[Items from a data source]
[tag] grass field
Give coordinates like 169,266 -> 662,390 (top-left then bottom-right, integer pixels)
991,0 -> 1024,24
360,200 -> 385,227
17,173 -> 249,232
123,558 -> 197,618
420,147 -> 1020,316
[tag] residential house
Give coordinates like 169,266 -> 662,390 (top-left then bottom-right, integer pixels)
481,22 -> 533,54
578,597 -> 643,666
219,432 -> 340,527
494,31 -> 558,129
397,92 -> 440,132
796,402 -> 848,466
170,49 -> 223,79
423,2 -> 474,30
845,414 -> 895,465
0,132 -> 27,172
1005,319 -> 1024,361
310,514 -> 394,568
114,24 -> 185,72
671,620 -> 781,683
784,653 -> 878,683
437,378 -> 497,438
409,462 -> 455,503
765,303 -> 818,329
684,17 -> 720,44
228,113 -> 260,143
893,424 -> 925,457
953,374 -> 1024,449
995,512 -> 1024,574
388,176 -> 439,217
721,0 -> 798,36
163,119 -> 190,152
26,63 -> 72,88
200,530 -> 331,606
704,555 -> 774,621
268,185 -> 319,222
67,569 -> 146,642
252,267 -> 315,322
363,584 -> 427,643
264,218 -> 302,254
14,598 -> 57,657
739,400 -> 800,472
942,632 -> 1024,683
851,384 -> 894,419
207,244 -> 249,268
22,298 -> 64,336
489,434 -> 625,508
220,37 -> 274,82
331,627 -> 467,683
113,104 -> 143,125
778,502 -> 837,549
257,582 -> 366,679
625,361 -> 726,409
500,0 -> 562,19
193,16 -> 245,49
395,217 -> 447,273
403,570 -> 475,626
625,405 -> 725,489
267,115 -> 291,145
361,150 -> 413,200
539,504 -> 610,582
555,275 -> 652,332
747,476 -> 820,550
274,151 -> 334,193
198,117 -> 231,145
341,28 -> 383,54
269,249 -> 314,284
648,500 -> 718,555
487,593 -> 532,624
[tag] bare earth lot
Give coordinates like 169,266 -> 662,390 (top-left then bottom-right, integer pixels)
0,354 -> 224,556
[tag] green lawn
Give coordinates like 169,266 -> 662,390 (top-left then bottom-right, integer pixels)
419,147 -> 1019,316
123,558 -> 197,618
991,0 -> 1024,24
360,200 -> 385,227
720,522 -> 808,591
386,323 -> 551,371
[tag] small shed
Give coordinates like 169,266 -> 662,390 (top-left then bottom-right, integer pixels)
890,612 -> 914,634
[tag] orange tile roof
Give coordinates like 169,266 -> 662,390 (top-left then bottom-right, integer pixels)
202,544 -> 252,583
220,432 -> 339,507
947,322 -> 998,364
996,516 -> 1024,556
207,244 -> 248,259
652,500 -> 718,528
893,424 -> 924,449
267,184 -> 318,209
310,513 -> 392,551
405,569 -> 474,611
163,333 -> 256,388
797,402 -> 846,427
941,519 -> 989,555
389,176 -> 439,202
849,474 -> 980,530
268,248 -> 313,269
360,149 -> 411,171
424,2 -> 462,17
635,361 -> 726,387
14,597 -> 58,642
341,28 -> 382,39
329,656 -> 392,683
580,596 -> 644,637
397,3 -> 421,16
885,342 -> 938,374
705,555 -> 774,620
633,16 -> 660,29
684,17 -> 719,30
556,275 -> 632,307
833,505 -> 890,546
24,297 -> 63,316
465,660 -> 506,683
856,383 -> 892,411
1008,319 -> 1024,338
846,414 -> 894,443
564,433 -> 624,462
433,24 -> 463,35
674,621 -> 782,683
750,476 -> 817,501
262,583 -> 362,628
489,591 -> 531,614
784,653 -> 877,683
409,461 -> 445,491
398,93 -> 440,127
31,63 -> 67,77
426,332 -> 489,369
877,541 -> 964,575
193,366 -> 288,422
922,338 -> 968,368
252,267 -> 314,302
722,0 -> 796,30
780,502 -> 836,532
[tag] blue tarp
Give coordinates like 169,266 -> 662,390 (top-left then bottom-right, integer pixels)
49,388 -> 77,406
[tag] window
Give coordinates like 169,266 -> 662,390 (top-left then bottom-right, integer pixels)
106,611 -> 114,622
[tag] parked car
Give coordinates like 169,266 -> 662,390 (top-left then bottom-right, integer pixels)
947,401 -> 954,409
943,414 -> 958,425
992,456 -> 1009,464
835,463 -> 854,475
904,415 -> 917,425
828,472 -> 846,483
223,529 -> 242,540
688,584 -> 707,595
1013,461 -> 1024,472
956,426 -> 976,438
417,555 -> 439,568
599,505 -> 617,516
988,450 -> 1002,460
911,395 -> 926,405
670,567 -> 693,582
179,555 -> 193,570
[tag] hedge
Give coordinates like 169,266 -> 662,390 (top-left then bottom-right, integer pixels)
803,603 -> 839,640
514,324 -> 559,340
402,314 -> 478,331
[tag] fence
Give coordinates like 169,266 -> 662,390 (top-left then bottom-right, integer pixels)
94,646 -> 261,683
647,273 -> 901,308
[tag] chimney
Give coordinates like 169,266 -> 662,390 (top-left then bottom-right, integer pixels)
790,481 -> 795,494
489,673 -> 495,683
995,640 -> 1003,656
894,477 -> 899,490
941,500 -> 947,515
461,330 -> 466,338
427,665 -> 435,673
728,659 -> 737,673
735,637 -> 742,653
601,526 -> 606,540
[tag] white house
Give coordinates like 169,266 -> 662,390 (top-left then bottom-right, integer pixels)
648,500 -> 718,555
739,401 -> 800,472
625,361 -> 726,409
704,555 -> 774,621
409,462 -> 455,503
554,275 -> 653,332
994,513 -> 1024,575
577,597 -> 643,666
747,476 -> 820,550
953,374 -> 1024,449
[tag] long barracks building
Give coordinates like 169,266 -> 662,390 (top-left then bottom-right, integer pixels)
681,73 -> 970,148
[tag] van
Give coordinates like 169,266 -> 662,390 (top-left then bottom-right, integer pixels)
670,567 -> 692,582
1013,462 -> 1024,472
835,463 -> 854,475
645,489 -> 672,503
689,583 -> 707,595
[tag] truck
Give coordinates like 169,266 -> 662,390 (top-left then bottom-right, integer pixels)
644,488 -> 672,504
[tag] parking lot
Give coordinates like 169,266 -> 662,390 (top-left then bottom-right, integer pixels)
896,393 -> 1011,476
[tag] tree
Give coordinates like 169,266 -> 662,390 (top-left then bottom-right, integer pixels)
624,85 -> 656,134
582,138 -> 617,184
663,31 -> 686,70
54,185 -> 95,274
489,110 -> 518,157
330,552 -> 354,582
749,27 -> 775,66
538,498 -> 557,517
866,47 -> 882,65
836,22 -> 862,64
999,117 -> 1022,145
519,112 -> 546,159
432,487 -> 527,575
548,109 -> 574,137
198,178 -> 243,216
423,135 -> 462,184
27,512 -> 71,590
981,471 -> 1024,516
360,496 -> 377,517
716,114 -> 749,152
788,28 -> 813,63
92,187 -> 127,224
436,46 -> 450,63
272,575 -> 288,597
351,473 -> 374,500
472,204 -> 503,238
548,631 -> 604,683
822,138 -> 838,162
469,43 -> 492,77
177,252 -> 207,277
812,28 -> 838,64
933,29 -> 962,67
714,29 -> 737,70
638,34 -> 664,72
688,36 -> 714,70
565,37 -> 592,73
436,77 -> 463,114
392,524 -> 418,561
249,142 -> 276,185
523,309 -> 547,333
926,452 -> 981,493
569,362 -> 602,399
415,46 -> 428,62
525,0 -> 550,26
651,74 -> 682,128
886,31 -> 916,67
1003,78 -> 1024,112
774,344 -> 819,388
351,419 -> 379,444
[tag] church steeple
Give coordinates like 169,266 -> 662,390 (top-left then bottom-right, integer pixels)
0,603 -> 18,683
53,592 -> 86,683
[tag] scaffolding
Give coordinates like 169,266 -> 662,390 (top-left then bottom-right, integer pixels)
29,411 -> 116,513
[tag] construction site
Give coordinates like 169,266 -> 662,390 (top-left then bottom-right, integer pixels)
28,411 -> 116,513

* [BRIEF]: Filter the records for the word "house" and show every line that has it.

* [RESPONSE]:
[tag] residential house
[tag] white house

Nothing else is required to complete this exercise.